Listed entries section start
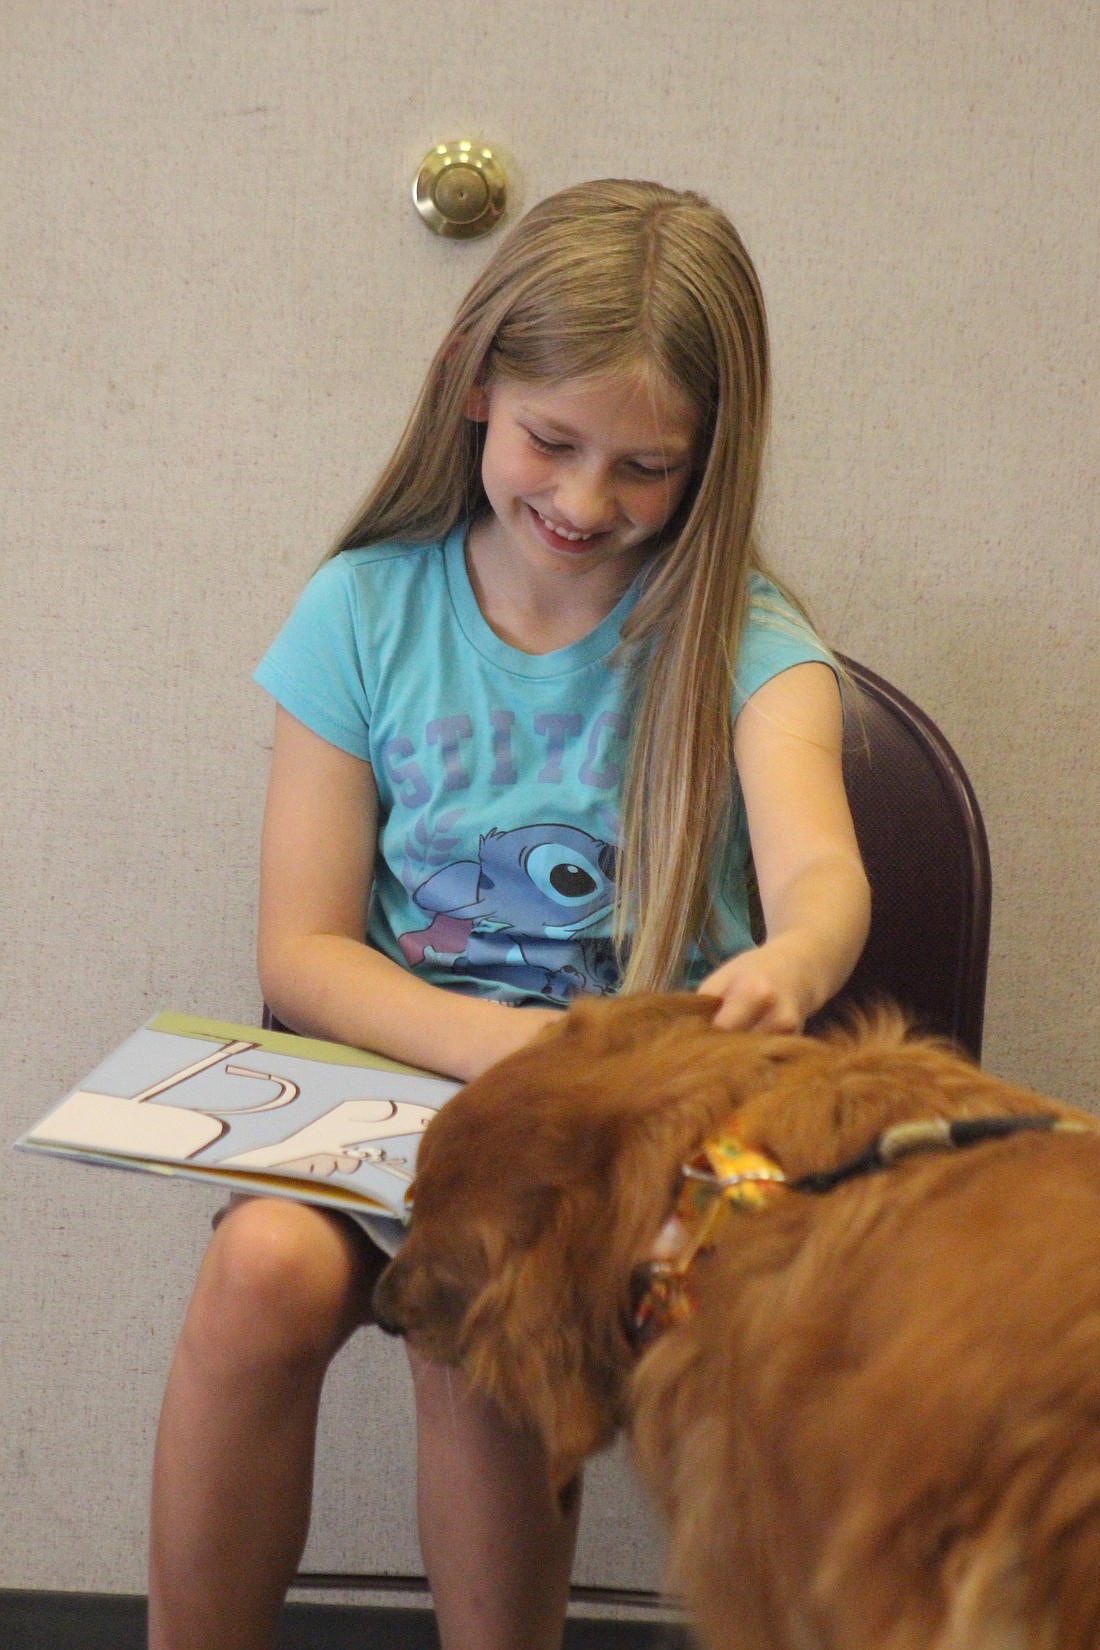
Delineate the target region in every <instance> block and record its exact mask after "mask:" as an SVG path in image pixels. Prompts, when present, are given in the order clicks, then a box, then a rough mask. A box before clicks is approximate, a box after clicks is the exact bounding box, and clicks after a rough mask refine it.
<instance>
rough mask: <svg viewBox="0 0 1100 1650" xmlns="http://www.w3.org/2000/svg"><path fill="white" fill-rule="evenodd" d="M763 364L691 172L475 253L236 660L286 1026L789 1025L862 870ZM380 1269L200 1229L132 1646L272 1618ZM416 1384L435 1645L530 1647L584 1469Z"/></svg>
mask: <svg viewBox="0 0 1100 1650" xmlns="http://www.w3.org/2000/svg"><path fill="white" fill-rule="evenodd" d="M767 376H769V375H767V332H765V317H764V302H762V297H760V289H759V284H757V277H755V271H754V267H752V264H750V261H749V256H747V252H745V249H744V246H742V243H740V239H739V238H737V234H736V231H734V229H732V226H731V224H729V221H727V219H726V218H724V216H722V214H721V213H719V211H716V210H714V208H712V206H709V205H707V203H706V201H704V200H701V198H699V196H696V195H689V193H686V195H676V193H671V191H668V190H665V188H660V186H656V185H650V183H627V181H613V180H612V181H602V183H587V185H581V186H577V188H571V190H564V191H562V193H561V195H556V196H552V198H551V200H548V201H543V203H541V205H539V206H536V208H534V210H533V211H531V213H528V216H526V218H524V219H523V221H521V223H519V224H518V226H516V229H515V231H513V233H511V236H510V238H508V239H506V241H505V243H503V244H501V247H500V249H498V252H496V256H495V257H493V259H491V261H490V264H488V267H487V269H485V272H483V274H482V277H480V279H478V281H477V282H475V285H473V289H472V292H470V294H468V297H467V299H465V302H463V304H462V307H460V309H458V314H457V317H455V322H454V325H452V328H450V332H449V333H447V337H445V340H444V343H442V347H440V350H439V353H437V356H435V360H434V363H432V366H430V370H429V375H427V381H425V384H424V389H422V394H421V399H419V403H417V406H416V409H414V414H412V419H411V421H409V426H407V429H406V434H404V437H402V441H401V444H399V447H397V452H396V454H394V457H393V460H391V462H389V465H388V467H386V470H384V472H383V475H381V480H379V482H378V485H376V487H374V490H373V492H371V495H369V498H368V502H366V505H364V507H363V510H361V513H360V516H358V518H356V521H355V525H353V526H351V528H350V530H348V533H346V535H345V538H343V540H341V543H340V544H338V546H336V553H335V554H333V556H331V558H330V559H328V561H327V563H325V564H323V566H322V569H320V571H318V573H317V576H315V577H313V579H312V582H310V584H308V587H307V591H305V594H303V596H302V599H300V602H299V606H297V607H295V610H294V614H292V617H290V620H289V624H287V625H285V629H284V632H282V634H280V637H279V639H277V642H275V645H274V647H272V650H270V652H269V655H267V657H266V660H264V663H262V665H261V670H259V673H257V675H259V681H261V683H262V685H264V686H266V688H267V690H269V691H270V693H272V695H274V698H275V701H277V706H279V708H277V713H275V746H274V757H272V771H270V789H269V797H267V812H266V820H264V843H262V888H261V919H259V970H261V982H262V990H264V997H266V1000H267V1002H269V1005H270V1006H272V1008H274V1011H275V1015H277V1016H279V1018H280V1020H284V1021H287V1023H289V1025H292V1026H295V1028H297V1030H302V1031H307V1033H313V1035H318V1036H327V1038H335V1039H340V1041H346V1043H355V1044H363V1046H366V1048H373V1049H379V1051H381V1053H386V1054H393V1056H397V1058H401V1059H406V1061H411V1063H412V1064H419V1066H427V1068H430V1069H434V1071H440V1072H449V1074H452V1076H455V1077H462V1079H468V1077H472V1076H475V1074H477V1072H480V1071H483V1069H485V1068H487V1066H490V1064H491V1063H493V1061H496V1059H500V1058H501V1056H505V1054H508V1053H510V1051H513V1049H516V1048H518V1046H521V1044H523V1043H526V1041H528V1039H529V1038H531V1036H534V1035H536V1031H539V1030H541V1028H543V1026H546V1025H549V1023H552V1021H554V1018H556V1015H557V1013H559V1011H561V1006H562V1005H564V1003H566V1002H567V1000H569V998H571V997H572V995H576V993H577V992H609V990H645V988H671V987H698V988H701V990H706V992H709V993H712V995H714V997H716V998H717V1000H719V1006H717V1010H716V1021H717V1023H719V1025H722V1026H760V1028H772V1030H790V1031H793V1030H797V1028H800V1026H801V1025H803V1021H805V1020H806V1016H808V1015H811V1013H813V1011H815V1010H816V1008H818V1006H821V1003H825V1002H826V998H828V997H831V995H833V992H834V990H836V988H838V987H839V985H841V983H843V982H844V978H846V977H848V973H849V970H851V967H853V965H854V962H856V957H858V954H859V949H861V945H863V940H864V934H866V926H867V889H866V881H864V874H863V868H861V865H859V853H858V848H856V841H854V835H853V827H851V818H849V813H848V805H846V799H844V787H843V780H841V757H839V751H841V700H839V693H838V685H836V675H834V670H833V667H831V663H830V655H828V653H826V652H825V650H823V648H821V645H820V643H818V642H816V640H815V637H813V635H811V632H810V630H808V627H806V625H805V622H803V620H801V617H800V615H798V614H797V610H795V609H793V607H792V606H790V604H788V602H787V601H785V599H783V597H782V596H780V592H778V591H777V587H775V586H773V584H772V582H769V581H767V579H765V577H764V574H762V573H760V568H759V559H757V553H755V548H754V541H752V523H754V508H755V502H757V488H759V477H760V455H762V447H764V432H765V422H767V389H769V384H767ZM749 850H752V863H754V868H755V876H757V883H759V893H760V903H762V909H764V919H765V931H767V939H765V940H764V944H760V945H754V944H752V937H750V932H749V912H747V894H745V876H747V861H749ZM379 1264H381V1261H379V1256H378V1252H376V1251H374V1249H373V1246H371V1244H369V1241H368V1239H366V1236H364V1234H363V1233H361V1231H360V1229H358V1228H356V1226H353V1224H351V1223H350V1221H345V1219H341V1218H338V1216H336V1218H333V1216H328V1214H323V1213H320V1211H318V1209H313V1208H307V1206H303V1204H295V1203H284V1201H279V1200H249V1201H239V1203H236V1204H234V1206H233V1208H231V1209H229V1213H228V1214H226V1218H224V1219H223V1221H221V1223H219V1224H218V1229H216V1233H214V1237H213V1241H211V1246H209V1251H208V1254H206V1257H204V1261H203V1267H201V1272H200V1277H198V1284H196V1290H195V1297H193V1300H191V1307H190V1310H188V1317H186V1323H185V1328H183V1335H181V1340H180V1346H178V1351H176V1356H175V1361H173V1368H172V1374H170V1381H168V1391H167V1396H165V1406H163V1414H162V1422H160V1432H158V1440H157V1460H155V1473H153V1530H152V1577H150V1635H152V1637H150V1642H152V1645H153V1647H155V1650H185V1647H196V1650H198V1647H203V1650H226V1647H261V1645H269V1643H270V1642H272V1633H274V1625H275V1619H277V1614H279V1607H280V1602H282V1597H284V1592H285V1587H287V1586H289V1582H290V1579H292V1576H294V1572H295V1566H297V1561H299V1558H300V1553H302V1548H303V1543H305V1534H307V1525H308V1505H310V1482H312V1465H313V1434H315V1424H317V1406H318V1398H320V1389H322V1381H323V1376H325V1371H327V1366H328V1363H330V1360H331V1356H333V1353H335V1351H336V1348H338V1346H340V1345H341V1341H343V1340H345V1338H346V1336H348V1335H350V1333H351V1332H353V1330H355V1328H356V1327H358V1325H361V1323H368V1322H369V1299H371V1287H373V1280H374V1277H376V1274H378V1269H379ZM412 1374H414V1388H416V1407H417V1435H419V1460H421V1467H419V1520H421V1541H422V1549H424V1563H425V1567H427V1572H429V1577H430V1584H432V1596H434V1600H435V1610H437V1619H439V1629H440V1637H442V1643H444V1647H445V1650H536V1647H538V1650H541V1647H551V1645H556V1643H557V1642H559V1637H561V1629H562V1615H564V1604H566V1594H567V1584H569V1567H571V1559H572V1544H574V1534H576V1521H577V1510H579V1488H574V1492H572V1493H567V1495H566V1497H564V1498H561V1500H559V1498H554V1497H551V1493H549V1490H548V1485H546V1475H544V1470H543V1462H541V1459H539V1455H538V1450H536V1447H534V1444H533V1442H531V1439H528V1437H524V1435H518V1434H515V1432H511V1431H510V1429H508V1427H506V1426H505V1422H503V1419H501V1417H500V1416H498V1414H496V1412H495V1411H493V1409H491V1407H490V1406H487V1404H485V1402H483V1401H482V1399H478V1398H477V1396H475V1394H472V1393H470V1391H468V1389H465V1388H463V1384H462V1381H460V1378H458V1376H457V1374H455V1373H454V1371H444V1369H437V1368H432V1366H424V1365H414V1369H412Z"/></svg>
Listed entries section end
Listed entries section start
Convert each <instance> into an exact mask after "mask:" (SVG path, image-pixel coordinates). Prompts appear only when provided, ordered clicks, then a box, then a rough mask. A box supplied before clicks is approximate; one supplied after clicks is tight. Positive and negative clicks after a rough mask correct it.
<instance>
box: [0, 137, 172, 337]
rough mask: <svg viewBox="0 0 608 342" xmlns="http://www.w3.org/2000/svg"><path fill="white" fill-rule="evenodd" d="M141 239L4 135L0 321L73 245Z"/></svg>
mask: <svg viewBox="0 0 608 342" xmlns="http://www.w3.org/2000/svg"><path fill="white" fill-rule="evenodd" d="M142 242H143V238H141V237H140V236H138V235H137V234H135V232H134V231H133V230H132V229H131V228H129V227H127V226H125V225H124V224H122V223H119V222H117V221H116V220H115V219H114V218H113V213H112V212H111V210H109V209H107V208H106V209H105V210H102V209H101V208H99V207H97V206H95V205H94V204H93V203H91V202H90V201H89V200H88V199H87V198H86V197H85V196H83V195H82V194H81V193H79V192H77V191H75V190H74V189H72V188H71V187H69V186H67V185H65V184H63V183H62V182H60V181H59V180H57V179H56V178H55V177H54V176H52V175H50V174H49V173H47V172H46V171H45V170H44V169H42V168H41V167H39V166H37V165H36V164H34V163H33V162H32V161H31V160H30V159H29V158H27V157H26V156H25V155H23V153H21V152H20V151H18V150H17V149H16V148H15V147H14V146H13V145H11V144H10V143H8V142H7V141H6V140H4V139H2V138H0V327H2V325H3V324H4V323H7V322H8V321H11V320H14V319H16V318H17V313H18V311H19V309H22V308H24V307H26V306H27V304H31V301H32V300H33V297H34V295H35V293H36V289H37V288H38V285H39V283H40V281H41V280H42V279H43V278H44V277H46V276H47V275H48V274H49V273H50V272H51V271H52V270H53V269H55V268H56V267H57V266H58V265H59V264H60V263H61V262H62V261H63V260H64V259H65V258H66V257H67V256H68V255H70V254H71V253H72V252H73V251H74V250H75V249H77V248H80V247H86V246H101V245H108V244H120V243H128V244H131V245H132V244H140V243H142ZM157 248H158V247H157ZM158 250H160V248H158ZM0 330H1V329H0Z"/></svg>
Listed entries section end
= Task statement =
How many lines in the listing above contain the word "target"? Reply with the number alone.

= Answer section =
1